• [WHAT THE TASK REQUIRES] Count how many of the lines below contain the word "white", and reply with that number only.

• [RECORDS]
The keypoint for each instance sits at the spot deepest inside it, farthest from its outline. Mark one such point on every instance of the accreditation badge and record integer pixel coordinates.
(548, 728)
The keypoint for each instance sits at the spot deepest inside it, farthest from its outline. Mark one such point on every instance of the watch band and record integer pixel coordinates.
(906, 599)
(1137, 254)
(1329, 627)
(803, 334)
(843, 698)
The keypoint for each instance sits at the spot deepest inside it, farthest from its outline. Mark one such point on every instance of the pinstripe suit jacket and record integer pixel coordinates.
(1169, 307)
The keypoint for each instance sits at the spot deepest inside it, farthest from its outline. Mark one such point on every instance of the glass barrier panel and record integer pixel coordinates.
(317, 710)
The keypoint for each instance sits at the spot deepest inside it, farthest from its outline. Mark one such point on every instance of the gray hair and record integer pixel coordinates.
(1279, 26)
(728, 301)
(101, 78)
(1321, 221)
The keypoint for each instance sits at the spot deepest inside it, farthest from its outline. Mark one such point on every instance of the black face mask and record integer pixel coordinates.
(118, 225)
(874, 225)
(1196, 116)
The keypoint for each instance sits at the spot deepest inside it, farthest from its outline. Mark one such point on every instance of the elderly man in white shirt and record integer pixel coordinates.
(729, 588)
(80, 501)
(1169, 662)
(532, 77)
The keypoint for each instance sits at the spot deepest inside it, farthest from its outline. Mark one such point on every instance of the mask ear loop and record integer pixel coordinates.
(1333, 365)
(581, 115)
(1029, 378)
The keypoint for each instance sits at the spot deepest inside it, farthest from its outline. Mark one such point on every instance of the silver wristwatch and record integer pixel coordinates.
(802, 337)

--

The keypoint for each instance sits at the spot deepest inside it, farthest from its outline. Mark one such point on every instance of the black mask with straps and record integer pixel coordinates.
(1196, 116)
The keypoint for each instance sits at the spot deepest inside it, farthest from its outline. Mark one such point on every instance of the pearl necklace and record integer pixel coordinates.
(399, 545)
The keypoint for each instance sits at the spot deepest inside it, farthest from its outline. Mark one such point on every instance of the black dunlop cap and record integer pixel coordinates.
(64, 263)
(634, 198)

• [RESULT OF THE EXERCISE] 1